* TASK DETAILS
Drop every picture, then transcribe the remaining data exactly.

— Begin INFORMATION SUPPLIED —

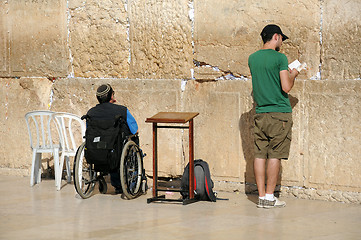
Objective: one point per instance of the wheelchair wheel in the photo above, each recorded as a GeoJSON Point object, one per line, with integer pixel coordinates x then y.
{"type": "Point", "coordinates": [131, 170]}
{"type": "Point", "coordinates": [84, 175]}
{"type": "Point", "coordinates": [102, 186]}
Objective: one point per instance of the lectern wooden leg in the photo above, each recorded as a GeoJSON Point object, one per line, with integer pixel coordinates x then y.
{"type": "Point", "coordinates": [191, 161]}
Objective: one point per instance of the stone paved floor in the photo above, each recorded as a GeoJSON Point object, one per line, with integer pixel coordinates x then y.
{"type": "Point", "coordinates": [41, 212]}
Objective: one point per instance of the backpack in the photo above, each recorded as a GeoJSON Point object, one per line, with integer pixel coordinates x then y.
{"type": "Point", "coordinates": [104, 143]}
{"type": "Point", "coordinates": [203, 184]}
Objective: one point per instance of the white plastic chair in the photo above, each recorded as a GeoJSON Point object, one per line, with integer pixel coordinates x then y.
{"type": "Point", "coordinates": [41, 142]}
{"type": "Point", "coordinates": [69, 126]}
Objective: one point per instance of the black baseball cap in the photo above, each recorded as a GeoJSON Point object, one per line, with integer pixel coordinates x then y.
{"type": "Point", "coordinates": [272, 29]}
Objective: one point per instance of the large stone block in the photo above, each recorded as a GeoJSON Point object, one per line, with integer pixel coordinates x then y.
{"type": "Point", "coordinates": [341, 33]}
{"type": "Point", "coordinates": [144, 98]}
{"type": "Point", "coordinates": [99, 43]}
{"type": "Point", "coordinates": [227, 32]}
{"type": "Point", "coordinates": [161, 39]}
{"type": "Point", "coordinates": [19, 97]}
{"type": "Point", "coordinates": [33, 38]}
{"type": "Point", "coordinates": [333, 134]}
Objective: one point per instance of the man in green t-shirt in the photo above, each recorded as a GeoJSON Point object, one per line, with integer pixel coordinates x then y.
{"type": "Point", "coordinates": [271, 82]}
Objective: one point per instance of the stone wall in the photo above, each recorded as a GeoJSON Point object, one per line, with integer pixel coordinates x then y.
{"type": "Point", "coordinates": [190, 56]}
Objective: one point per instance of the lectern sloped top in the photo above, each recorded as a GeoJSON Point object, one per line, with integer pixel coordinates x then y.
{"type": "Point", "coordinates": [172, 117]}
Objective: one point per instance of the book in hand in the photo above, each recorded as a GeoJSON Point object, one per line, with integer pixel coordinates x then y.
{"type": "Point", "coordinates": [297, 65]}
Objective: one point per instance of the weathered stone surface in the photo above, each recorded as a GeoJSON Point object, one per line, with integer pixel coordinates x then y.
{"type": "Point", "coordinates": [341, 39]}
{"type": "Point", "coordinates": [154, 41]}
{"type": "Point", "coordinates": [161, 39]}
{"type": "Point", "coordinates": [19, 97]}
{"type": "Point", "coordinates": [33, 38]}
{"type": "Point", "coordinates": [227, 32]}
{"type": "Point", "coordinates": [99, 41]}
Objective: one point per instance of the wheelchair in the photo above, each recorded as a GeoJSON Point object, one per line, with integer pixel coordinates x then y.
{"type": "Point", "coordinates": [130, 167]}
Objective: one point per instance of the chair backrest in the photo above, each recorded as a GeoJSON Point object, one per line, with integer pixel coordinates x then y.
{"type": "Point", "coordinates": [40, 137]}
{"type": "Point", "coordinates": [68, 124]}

— End INFORMATION SUPPLIED —

* WRITTEN RESPONSE
Objective: one point per instance of the wheelchair wheel in the photo above, each recorded as a GeoJSON Point object, one per line, with integer pixel coordinates x then y.
{"type": "Point", "coordinates": [131, 170]}
{"type": "Point", "coordinates": [84, 175]}
{"type": "Point", "coordinates": [102, 186]}
Objective: one point per instance of the lectern wooden leg in the photo above, each recorded as a GeoJSON Point object, one per line, with integer pixel coordinates x then y.
{"type": "Point", "coordinates": [191, 161]}
Objective: one point per instance of the stone paved floor in the photo above, each recorded as a GeoJSON Point object, one per line, with integer pixel coordinates x then y.
{"type": "Point", "coordinates": [41, 212]}
Objective: one point per instance of the backpack in the photo above, each recorded as a GeoJSON Point object, one per line, with integer pixel coordinates x then y.
{"type": "Point", "coordinates": [104, 143]}
{"type": "Point", "coordinates": [203, 184]}
Objective: one point per instance of the white plastic chair in the photo above, each recorded as a GeoJSON Point object, one per line, with integer pixel coordinates x then y.
{"type": "Point", "coordinates": [41, 142]}
{"type": "Point", "coordinates": [69, 126]}
Objective: one point per instance of the black baseball cap in the photo above, each recorded as a GeoJSON Point object, one per line, with integer pixel coordinates x then y.
{"type": "Point", "coordinates": [272, 29]}
Objective: one point per instance of the large stone block in the photo above, each recorded as a GeoJSON Point object, one per line, with integer pixel coordinates x then y.
{"type": "Point", "coordinates": [341, 33]}
{"type": "Point", "coordinates": [144, 98]}
{"type": "Point", "coordinates": [99, 43]}
{"type": "Point", "coordinates": [227, 32]}
{"type": "Point", "coordinates": [161, 39]}
{"type": "Point", "coordinates": [19, 97]}
{"type": "Point", "coordinates": [33, 38]}
{"type": "Point", "coordinates": [333, 134]}
Objective: one point per instance of the man in green t-shirt in the photo above, each recorded as a GeoJSON Point object, one per line, with integer pixel coordinates x then y.
{"type": "Point", "coordinates": [271, 82]}
Objective: one point per instance of the stone wall in the photo above, each recorded as a GeoJSON Point object, one per line, with integer pixel coordinates x then y.
{"type": "Point", "coordinates": [190, 56]}
Objective: one point per instance of the lectern sloped top in the photo above, each recorded as a GeoJSON Point object, one per line, with integer pixel coordinates x then y.
{"type": "Point", "coordinates": [172, 117]}
Objective: one point per instance of the book in hand in the photo above, each recorded as a GeoJSON Point object, one per line, with integer pixel coordinates x then y.
{"type": "Point", "coordinates": [297, 65]}
Objective: one point per instance of the weathered stone surface in the photo above, each recorded as a GeoJSON Point object, one per line, with integer pixel coordinates x then y.
{"type": "Point", "coordinates": [341, 39]}
{"type": "Point", "coordinates": [154, 41]}
{"type": "Point", "coordinates": [161, 39]}
{"type": "Point", "coordinates": [19, 97]}
{"type": "Point", "coordinates": [33, 38]}
{"type": "Point", "coordinates": [227, 32]}
{"type": "Point", "coordinates": [99, 41]}
Objective: one point per instance of the wheelchair in the photo above, each recorded as a GeoJSON Point object, one per line, with integer pixel coordinates x then y.
{"type": "Point", "coordinates": [130, 167]}
Objective: one point per instance of the chair backrest in the photo above, each recorded as a GeoJSON Point object, one per line, with integer pixel coordinates x then y.
{"type": "Point", "coordinates": [40, 137]}
{"type": "Point", "coordinates": [68, 124]}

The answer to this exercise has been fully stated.